- **DIRECTIONS**
1. In the Feature class reference, what should be used instead of calling __init__ directly?
2. From the Feature class reference, output the passage starting at "property timeseries_column: Optional[str]: The" and ending at "(None for ColumnSelection).".

- **PAGE EXTRACT**
※ ※ ※

Feature

class databricks.ml_features.entities.feature.Feature(*, source: DataSource, function: Union[AggregationFunction, ColumnSelection], entity: List[str], timeseries_column: str, name: Optional[str] = None, description: Optional[str] = None)

Bases: _FeatureStoreObject

Represents a feature definition that combines a data source with aggregation logic.

Parameters

source – The data source for this feature
function – The function to apply. An AggregationFunction (carrying its inputs and time window) or a ColumnSelection.
entity – Required. List of entity column names that act as the lookup/aggregation keys.
timeseries_column – Required. The timeseries column name used for point-in-time joins, backfills, and aggregations.
name – The name of the feature. Leading and trailing whitespace will be stripped. If not provided or empty after stripping, a name will be auto-generated from the input column, function, and time window.
description – Optional description of the feature

The catalog and schema are not set on the constructor; they are assigned by FeatureEngineeringClient.create_feature / register_feature.

__init__(*, source: DataSource, function: Union[AggregationFunction, ColumnSelection], entity: List[str], timeseries_column: str, name: Optional[str] = None, description: Optional[str] = None): Initialize a Feature object. See class documentation. Should not be invoked directly, use FeatureEngineeringClient.create_feature instead. create_feature ensures the Feature is registered in Unity Catalog and properly validated.

property name: str: The leaf name of the feature.

property full_name: str: The fully qualified Unity Catalog name of the feature.

property has_full_name: bool: Whether this feature has catalog_name and schema_name set.

property is_registered: bool: Whether this feature is persisted to Unity Catalog.

clone(*, new_name: Optional[str] = None) → Feature

Create an unregistered deep copy of this feature.

Returns a new Feature with its registration cleared so it can be re-registered in a different catalog/schema via create_feature.

Parameters: new_name – Optional new leaf name for the cloned feature. If not provided, the original name is kept.
Returns: A new, unregistered Feature instance.

property catalog_name: Optional[str]: The catalog name of the feature.

property schema_name: Optional[str]: The schema name of the feature.

property source: DataSource: The data source for this feature.

property entity: Optional[List[str]]: List of entity column names.

property timeseries_column: Optional[str]: The timeseries column name.

property order_column: Optional[str]: The order column name derived from timeseries_column.

property inputs: Optional[List[str]]

Input columns for this feature, taken from its AggregationFunction.

Returns None for ColumnSelection features, which select a single column.

property function: Union[AggregationFunction, ColumnSelection]: The function to apply: an AggregationFunction or a ColumnSelection.

property time_window: Optional[TimeWindow]: The time window, taken from the AggregationFunction (None for ColumnSelection).

property description: Optional[str]: Optional description of the feature.

property filter_condition: Optional[str]: The SQL filter condition applied to the source before aggregation, if any.

※ ※ ※

- **RECORDS SHOWN**
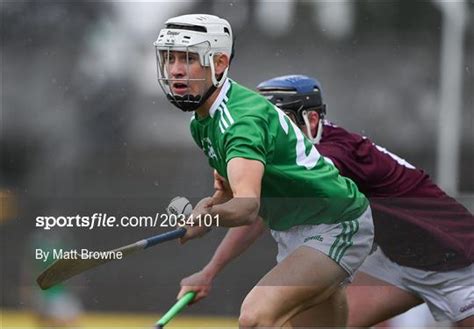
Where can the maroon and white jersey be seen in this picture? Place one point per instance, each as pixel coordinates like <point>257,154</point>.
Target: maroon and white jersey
<point>416,223</point>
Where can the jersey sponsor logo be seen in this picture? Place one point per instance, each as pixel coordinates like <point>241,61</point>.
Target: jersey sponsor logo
<point>315,237</point>
<point>308,161</point>
<point>395,157</point>
<point>225,120</point>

※ ※ ※

- **OUTPUTS IN ORDER**
1. FeatureEngineeringClient.create_feature

2.
property timeseries_column: Optional[str]: The timeseries column name.

property order_column: Optional[str]: The order column name derived from timeseries_column.

property inputs: Optional[List[str]]

Input columns for this feature, taken from its AggregationFunction.

Returns None for ColumnSelection features, which select a single column.

property function: Union[AggregationFunction, ColumnSelection]: The function to apply: an AggregationFunction or a ColumnSelection.

property time_window: Optional[TimeWindow]: The time window, taken from the AggregationFunction (None for ColumnSelection).